_EXERCISE DESCRIPTION_
In the abstract on cutting SiC monocrystal, what directly affects the cutting force?

_PAGE_
Modeling and Experiment of Contact Arc Length in SiC Monocrystal Cutting

doi:10.3969/j.issn.1000-1093.2016.05.015

Abstract

Abstract: Silicon carbide (SiC) is widely used in high-power devices and IC industry due to its good physical and mechanical properties. However, it is difficult to be processed (cutting, lapping and polishing) because of its high hardness and brittle. In the fixed diamond abrasive wire sawing of SiC monocrystal, the cutting force changes dynamically due to various factors. The effect of direct factor on cutting force is contact arc length between wire saw and workpiece. The moving processes of wire saw and worpiece are analyzed for the generation of contact arc length. A model of wire sawing process with reciprocating movement is established. The simulated and experimental errors are also discussed, and the cutting depth of model is determined based on the single abrasive scratch experiment. The simulation and experimental results show that the proposed model can predict the contact arc length in terms of different processing parameters.

_DATA RECORDS_
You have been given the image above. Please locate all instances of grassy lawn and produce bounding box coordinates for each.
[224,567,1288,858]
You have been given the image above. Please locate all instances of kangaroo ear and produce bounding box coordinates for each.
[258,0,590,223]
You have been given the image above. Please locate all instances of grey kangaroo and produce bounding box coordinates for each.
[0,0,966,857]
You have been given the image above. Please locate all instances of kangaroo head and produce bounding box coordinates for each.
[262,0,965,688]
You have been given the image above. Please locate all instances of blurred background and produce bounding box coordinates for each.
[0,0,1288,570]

_WRITTEN SOLUTION_
The contact arc length between the wire saw and the workpiece.